• [PASAJE SELECCIONADO]
——

Curiosamente, los hallazgos e hipótesis de estos estudiosos revelan la imagen de una humanidad que ya no está condenada a encajar en un rígido marco determinista, en el que se está a merced exclusiva de las brutales fuerzas de la selección natural, y en el que la libertad sería una ilusión. Los autores señalan que la síntesis, en el siglo XX, del darwinismo decimonónico y de la herencia mendeliana, ya no basta para explicar la evolución de características neurocognitivas complejas como la capacidad social, la capacidad cultural, la capacidad moral y la capacidad religiosa. Mientras tanto, los biólogos evolutivos trabajan en una nueva síntesis, denominada EES (Extended Evolutionary Synthesis), que no sustituye a la antigua, sino que la complementa con nuevas funciones y conceptos, como la «causalidad recíproca» (mecanismos de retroalimentación entre el genoma y la elección de expresión), la selección de grupo, la herencia no genética, etc. Estas propuestas aumentan nuestro asombro ante el misterio que es el hombre.

La ciencia de la vida y la religión

También es posible constatar que en esta evolución los dos autores del libro no encuentran ninguna teleología: no hay en ella ninguna «necesidad causal». Por ejemplo: ¿por qué, a diferencia del Homo sapiens, el Homo neanderthalensis nunca desarrolló la «capacidad religiosa», a pesar de que ambos descienden de un «antepasado» común? ¿Y por qué, a diferencia del Homo habilis, la línea evolutiva del Australopithecus no encontró su propio camino?

——

• [PROBLEMAS POR RESOLVER]
**a.** Cambia "Homo habilis" por "Homo erectus" al reescribir el pasaje seleccionado desde "La ciencia de" hasta "su propio camino?".
**b.** Según el pasaje seleccionado, ¿qué nombre recibe la nueva síntesis en la que trabajan los biólogos evolutivos?
Las líneas no intervienen en esta parte.

——

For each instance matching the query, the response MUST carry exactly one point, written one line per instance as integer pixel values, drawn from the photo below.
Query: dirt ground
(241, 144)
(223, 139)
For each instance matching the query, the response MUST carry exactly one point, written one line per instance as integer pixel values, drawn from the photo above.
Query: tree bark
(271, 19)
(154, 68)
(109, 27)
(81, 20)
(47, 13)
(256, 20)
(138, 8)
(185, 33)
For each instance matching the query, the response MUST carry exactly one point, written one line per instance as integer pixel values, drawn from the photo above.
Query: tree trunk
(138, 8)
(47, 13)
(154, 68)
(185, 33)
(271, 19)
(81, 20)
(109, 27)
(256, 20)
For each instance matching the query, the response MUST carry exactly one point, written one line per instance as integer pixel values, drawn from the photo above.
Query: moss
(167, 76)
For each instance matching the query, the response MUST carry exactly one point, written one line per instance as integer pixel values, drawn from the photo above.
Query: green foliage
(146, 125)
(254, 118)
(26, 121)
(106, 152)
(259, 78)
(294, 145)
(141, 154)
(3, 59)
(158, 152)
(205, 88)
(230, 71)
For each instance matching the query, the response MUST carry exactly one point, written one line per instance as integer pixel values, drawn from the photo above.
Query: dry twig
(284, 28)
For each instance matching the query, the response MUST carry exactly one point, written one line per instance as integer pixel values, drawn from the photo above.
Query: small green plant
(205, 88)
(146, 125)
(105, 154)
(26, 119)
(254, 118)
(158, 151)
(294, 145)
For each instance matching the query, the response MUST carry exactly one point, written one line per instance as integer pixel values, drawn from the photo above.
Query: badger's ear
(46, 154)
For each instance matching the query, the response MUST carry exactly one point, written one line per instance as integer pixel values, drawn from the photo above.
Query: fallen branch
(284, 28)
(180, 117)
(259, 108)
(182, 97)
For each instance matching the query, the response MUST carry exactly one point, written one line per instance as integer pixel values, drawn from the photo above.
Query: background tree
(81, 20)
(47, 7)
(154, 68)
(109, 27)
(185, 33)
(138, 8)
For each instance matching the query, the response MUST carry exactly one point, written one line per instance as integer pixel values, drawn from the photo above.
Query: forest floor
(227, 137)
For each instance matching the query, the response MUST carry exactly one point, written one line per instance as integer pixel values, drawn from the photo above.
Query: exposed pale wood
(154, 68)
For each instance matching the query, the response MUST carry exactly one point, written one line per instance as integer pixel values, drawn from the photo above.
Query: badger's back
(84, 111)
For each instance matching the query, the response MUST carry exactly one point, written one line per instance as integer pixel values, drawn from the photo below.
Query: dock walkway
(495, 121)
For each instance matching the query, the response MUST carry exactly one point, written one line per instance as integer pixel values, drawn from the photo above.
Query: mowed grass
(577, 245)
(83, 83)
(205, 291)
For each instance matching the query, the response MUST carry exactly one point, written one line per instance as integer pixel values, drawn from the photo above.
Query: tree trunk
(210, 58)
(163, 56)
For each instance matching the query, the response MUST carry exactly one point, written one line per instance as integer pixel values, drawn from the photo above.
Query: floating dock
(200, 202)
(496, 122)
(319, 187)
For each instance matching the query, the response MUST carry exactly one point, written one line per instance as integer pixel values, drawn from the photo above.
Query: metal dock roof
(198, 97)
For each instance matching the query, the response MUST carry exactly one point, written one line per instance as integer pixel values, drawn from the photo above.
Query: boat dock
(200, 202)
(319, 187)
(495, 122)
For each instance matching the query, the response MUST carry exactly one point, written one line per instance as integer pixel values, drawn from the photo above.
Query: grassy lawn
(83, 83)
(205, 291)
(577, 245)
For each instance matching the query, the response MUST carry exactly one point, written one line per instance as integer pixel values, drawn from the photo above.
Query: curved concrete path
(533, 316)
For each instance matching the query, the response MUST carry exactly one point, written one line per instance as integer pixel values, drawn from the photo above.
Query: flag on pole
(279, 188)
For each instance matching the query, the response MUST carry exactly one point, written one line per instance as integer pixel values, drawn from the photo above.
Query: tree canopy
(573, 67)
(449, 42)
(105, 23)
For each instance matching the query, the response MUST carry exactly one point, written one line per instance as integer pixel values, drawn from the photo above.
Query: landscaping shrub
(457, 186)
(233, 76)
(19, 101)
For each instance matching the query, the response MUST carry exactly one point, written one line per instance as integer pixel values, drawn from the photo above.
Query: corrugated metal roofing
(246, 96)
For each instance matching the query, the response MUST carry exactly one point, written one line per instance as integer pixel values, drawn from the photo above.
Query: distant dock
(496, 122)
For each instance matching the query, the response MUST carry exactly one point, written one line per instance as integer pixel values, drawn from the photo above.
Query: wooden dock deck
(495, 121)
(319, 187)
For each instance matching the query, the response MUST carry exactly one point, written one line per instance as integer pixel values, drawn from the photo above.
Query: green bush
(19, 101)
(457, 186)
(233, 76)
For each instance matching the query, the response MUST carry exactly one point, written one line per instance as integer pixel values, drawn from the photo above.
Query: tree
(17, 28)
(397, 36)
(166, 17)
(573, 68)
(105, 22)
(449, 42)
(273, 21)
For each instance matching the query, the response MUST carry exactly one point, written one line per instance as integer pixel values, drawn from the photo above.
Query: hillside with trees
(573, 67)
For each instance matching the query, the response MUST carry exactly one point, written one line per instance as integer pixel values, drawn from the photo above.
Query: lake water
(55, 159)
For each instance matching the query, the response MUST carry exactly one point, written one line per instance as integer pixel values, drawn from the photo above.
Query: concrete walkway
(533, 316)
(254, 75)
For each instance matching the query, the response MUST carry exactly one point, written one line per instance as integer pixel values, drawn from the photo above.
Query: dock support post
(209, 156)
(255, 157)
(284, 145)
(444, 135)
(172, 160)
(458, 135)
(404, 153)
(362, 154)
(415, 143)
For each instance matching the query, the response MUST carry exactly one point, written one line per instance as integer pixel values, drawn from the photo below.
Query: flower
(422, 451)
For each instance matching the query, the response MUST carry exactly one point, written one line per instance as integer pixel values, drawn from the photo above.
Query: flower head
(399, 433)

——

• [SOLUCIONES]
**a.**
La ciencia de la vida y la religión

También es posible constatar que en esta evolución los dos autores del libro no encuentran ninguna teleología: no hay en ella ninguna «necesidad causal». Por ejemplo: ¿por qué, a diferencia del Homo sapiens, el Homo neanderthalensis nunca desarrolló la «capacidad religiosa», a pesar de que ambos descienden de un «antepasado» común? ¿Y por qué, a diferencia del Homo erectus, la línea evolutiva del Australopithecus no encontró su propio camino?

**b.** EES (Extended Evolutionary Synthesis).